START Recorded data

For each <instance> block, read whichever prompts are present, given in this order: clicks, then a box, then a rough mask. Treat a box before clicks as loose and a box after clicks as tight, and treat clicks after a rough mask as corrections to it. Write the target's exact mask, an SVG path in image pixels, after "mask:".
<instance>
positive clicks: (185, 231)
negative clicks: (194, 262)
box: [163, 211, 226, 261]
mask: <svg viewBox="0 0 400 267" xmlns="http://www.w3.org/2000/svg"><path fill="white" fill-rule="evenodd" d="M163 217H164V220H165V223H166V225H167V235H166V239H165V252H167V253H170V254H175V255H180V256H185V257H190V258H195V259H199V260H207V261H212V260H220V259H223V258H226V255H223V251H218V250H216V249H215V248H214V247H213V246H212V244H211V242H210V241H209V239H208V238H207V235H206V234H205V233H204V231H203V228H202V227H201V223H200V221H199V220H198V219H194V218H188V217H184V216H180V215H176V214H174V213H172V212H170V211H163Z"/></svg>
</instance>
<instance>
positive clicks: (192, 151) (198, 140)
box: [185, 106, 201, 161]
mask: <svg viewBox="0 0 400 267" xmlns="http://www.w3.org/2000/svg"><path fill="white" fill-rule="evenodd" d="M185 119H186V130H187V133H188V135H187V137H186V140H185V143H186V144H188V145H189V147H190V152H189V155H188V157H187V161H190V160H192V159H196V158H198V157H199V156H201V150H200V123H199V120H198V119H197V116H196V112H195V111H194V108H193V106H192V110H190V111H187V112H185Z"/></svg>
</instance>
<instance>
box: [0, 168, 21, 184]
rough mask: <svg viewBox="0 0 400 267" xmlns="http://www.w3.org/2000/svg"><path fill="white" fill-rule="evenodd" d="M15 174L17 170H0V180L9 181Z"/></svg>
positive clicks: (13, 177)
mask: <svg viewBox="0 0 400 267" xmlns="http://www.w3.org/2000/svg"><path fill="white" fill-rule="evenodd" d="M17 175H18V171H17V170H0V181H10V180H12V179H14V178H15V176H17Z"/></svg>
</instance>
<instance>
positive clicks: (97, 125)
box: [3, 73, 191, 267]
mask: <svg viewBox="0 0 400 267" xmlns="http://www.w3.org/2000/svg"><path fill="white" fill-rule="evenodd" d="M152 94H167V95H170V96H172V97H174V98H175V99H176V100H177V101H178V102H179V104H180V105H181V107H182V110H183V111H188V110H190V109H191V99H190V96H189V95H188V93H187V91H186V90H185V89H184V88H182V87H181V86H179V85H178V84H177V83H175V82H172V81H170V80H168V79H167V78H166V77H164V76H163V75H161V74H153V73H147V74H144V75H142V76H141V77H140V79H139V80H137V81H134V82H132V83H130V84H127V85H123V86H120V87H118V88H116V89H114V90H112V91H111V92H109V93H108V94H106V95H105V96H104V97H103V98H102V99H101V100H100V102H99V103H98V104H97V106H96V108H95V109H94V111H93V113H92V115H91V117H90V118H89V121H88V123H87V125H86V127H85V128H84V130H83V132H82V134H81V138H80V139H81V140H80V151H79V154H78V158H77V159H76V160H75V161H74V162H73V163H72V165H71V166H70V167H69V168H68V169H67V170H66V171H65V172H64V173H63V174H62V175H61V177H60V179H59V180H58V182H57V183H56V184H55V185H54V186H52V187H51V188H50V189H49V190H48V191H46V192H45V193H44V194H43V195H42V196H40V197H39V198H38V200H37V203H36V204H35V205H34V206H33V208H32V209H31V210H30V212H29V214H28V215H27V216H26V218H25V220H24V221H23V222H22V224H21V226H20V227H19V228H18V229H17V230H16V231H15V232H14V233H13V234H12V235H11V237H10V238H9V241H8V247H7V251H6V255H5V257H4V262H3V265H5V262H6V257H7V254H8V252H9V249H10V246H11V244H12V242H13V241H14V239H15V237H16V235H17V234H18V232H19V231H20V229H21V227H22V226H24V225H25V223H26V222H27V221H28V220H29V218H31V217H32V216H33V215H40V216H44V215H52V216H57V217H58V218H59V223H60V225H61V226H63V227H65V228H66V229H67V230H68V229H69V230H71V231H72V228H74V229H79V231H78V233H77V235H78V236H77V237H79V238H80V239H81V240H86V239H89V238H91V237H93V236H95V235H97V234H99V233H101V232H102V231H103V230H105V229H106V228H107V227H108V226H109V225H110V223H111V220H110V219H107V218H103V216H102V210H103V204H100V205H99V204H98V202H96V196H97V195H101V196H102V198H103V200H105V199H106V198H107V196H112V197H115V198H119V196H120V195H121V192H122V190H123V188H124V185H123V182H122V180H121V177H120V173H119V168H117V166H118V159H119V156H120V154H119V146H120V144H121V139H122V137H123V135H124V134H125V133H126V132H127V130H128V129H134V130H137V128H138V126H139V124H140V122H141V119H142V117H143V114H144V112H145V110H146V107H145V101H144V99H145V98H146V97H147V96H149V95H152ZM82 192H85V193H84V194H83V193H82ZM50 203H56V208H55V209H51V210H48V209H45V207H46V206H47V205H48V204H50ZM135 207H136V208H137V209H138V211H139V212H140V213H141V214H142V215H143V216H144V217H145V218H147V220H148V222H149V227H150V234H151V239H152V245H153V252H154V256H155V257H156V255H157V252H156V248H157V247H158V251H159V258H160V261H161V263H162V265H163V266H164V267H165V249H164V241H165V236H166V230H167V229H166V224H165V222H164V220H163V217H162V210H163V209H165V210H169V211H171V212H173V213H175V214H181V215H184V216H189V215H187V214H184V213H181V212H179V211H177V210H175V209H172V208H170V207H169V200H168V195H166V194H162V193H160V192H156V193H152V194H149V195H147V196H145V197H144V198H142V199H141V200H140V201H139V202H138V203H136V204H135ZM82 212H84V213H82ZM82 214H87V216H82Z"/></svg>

END Recorded data

- **What you have to do**: Reproduce all of the lines above character for character, with no changes.

- **Response to the task**:
For each <instance> block, read whichever prompts are present, given in this order: clicks, then a box, then a rough mask. Treat a box before clicks as loose and a box after clicks as tight, and treat clicks after a rough mask as corrections to it. Write the target's exact mask, an SVG path in image pixels, after "mask:".
<instance>
positive clicks: (185, 231)
negative clicks: (194, 262)
box: [163, 211, 226, 261]
mask: <svg viewBox="0 0 400 267" xmlns="http://www.w3.org/2000/svg"><path fill="white" fill-rule="evenodd" d="M163 217H164V220H165V223H166V225H167V235H166V239H165V252H167V253H170V254H175V255H180V256H185V257H190V258H195V259H199V260H207V261H212V260H220V259H223V258H226V255H223V251H218V250H216V249H215V248H214V247H213V246H212V244H211V242H210V241H209V239H208V238H207V235H206V234H205V233H204V231H203V228H202V227H201V223H200V221H199V220H198V219H194V218H188V217H184V216H180V215H176V214H174V213H172V212H170V211H163Z"/></svg>
</instance>
<instance>
positive clicks: (192, 151) (198, 140)
box: [185, 106, 201, 161]
mask: <svg viewBox="0 0 400 267" xmlns="http://www.w3.org/2000/svg"><path fill="white" fill-rule="evenodd" d="M185 119H186V130H187V133H188V135H187V137H186V140H185V143H186V144H188V145H189V147H190V152H189V155H188V157H187V161H190V160H192V159H196V158H198V157H199V156H201V150H200V123H199V120H198V119H197V116H196V112H195V111H194V108H193V106H192V110H190V111H187V112H185Z"/></svg>
</instance>
<instance>
box: [0, 168, 21, 184]
rough mask: <svg viewBox="0 0 400 267" xmlns="http://www.w3.org/2000/svg"><path fill="white" fill-rule="evenodd" d="M15 174L17 170H0V180L9 181Z"/></svg>
positive clicks: (13, 177)
mask: <svg viewBox="0 0 400 267" xmlns="http://www.w3.org/2000/svg"><path fill="white" fill-rule="evenodd" d="M17 175H18V171H17V170H0V181H10V180H12V179H14V178H15V176H17Z"/></svg>
</instance>
<instance>
positive clicks: (97, 125)
box: [3, 73, 191, 267]
mask: <svg viewBox="0 0 400 267" xmlns="http://www.w3.org/2000/svg"><path fill="white" fill-rule="evenodd" d="M152 94H167V95H170V96H172V97H174V98H175V99H176V100H177V101H178V102H179V104H180V105H181V107H182V110H183V111H188V110H190V109H191V99H190V96H189V95H188V93H187V91H186V90H185V89H184V88H182V87H181V86H179V85H178V84H177V83H175V82H172V81H170V80H168V79H167V78H166V77H164V76H163V75H161V74H153V73H147V74H144V75H142V76H141V77H140V79H139V80H137V81H134V82H132V83H130V84H127V85H123V86H120V87H118V88H116V89H114V90H112V91H111V92H109V93H108V94H106V95H105V96H104V97H103V98H102V99H101V100H100V102H99V103H98V104H97V106H96V108H95V109H94V111H93V113H92V115H91V117H90V118H89V121H88V123H87V125H86V127H85V128H84V130H83V132H82V134H81V138H80V139H81V140H80V151H79V154H78V158H77V159H76V160H75V161H74V162H73V163H72V165H71V166H70V167H69V168H68V169H67V170H66V171H65V172H64V173H63V174H62V175H61V177H60V179H59V180H58V182H57V183H56V184H55V185H54V186H52V187H51V188H50V189H49V190H48V191H46V192H45V193H44V194H43V195H42V196H40V197H39V198H38V200H37V203H36V204H35V205H34V206H33V208H32V209H31V210H30V212H29V214H28V215H27V216H26V218H25V220H24V221H23V222H22V224H21V226H20V227H19V228H18V229H17V230H16V231H15V232H14V233H13V234H12V235H11V237H10V238H9V241H8V247H7V251H6V255H5V257H4V262H3V265H5V262H6V257H7V254H8V252H9V249H10V246H11V244H12V242H13V241H14V239H15V237H16V235H17V234H18V232H19V231H20V229H21V227H22V226H24V225H25V223H26V222H27V221H28V220H29V218H31V217H32V216H33V215H40V216H44V215H52V216H57V217H58V218H59V223H60V225H61V226H63V227H65V228H66V229H67V230H68V229H69V230H71V231H72V228H74V229H79V231H78V233H77V235H78V236H77V237H79V238H80V239H81V240H86V239H89V238H91V237H93V236H95V235H97V234H99V233H101V232H102V231H103V230H105V229H106V228H107V227H108V226H109V225H110V223H111V220H110V219H107V218H103V216H102V210H103V204H100V205H99V204H98V202H96V196H97V195H101V196H102V198H103V200H105V199H106V198H107V196H112V197H115V198H119V196H120V195H121V192H122V190H123V188H124V185H123V182H122V180H121V177H120V173H119V168H117V166H118V159H119V156H120V154H119V146H120V144H121V139H122V137H123V135H124V134H125V133H126V132H127V130H128V129H134V130H137V128H138V126H139V124H140V122H141V119H142V117H143V114H144V112H145V110H146V107H145V101H144V99H145V98H146V97H147V96H149V95H152ZM82 192H85V193H84V194H83V193H82ZM50 203H56V208H55V209H51V210H48V209H45V207H46V206H47V205H48V204H50ZM135 207H136V208H137V209H138V211H139V212H140V213H141V214H142V215H143V216H144V217H145V218H147V220H148V222H149V227H150V234H151V239H152V245H153V252H154V256H155V257H156V255H157V252H156V248H157V247H158V251H159V258H160V261H161V263H162V265H163V266H164V267H165V249H164V241H165V236H166V230H167V229H166V224H165V222H164V220H163V217H162V210H163V209H165V210H169V211H171V212H173V213H175V214H181V215H184V216H189V215H187V214H184V213H181V212H179V211H177V210H175V209H172V208H170V207H169V200H168V195H166V194H162V193H160V192H156V193H152V194H149V195H147V196H145V197H144V198H142V199H141V200H140V201H139V202H138V203H136V204H135ZM82 212H84V213H82ZM82 214H87V216H82Z"/></svg>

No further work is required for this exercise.